Segment Start: SOURCE DATA
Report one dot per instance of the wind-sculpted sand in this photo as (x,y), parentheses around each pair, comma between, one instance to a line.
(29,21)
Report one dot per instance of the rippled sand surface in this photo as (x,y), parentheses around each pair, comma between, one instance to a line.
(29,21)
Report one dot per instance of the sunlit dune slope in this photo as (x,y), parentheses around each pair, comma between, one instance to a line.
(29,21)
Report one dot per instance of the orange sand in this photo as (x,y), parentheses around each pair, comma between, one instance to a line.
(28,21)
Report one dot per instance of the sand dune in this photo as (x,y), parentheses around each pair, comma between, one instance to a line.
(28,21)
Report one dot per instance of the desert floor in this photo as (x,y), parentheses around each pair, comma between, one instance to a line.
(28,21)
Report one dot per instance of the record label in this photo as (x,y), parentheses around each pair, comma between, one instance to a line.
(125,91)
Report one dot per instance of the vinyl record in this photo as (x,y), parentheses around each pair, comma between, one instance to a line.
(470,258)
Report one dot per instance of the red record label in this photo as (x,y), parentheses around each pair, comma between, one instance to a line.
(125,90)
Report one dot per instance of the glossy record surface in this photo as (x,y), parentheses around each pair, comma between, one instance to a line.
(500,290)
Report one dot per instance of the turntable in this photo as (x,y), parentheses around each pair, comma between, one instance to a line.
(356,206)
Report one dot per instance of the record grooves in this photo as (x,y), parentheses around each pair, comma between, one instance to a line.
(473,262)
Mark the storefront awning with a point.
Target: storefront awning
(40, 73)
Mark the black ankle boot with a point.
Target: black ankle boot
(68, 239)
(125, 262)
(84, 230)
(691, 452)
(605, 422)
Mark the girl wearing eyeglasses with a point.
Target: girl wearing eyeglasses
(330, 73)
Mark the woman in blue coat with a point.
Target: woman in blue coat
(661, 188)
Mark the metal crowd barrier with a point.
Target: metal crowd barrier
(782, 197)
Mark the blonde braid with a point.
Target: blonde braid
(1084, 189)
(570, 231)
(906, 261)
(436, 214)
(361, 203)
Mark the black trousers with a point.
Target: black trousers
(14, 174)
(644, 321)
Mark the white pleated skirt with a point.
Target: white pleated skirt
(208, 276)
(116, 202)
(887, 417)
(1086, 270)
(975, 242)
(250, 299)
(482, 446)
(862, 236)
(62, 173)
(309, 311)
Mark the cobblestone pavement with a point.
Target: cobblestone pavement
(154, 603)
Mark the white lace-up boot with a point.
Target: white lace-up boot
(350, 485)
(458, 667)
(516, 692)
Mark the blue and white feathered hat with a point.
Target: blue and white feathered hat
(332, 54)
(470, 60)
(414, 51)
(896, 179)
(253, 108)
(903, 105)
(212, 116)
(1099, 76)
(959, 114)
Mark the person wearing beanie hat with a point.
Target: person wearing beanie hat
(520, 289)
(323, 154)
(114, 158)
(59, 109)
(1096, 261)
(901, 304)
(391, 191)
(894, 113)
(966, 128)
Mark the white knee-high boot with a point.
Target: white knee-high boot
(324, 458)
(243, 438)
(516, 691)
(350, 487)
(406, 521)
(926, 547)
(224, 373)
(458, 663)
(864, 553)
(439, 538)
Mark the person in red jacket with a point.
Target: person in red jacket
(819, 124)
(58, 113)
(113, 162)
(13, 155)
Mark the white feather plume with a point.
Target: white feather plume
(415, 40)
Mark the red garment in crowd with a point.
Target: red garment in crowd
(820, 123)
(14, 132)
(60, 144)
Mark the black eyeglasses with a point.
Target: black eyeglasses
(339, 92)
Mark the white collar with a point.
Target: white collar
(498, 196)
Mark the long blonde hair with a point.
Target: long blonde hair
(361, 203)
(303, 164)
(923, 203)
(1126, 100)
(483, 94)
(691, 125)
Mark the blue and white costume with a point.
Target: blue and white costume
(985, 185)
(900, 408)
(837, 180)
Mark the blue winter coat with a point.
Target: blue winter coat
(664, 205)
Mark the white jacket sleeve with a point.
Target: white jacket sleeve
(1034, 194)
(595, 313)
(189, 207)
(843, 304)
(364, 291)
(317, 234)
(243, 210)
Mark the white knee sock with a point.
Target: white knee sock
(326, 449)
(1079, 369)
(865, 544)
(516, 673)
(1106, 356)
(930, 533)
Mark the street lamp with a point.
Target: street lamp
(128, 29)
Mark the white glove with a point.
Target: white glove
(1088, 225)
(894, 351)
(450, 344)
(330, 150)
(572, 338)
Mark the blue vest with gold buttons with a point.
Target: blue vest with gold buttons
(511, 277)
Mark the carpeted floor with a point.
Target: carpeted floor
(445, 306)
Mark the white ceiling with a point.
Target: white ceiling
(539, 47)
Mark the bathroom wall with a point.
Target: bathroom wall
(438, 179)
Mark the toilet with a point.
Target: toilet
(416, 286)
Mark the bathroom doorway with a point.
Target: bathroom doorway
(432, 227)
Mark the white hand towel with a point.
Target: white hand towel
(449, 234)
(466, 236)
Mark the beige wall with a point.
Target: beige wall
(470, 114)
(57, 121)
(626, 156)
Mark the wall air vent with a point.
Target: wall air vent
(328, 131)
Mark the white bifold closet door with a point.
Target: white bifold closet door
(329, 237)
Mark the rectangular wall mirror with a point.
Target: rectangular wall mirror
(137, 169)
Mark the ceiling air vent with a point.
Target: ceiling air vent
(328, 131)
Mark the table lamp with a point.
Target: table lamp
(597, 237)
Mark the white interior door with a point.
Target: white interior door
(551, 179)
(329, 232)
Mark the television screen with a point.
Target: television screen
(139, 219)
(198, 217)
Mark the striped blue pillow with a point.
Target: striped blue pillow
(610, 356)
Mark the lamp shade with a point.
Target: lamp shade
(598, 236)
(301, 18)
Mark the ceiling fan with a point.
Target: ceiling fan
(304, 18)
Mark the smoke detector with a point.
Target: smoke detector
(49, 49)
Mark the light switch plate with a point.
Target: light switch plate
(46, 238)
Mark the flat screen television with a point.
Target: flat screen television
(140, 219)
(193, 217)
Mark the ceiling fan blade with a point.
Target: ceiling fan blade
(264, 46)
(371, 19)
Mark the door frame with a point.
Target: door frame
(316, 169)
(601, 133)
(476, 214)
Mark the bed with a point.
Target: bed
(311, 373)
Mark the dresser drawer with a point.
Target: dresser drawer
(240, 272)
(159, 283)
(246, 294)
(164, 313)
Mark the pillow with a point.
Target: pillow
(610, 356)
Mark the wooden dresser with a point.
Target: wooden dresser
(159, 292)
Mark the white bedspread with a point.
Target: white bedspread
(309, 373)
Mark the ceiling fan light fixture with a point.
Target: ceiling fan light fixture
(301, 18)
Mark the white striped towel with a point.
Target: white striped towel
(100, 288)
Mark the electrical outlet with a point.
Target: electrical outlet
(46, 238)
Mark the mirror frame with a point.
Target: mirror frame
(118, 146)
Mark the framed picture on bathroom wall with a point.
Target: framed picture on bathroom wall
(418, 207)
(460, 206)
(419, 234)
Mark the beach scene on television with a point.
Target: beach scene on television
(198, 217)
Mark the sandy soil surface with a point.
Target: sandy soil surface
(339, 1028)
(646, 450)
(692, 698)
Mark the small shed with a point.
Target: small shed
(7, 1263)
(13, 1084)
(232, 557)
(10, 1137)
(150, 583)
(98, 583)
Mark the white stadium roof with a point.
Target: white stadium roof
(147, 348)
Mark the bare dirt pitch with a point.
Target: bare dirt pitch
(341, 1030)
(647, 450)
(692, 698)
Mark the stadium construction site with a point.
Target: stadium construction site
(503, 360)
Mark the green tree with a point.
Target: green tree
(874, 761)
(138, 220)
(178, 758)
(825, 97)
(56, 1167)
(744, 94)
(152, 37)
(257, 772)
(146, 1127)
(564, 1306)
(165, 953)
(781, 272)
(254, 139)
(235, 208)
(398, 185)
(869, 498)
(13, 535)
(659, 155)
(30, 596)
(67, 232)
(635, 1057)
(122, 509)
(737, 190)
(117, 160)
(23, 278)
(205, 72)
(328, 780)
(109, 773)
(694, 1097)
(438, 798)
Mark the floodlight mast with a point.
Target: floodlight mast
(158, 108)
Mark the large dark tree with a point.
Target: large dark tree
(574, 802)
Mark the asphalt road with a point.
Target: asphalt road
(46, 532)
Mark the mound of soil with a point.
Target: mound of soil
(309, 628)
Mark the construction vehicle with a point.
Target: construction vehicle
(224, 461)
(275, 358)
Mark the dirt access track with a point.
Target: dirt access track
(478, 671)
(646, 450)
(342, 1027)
Segment End: SOURCE DATA
- [TASK TO CARRY OUT] Copy exactly the lines running from the one that holds "Mark the small shed with a point." to the last line of the listing above. Include both of those lines.

- [RESPONSE AREA]
Mark the small shed with a point.
Target: small shed
(7, 1263)
(13, 1084)
(232, 557)
(10, 1137)
(150, 583)
(98, 583)
Mark the white stadium roof with a point.
Target: white stadium roof
(147, 348)
Mark the bare dirt pitch with a point.
Target: bare dirt pitch
(341, 1030)
(647, 450)
(692, 698)
Mark the stadium construction site with a point.
Target: stadium construction site
(503, 360)
Mark the green tree with a point.
Target: green tree
(874, 761)
(138, 220)
(178, 758)
(825, 97)
(56, 1167)
(744, 94)
(152, 37)
(257, 772)
(146, 1127)
(564, 1306)
(165, 953)
(781, 272)
(254, 139)
(235, 208)
(398, 185)
(869, 498)
(13, 535)
(659, 155)
(30, 596)
(67, 232)
(635, 1057)
(122, 509)
(737, 190)
(117, 160)
(23, 278)
(205, 72)
(328, 780)
(109, 773)
(694, 1097)
(438, 798)
Mark the floodlight mast with a point.
Target: floodlight mast
(158, 108)
Mark the large dark tree with a point.
Target: large dark tree
(574, 802)
Mark the asphalt road with a point.
Target: asphalt road
(46, 532)
Mark the mound of soil with a point.
Target: mound of soil
(309, 628)
Mark the construction vehicle with a point.
Target: construction vehicle
(224, 461)
(275, 358)
Mark the dirt access track with a point.
Target: dirt access track
(478, 671)
(646, 450)
(342, 1027)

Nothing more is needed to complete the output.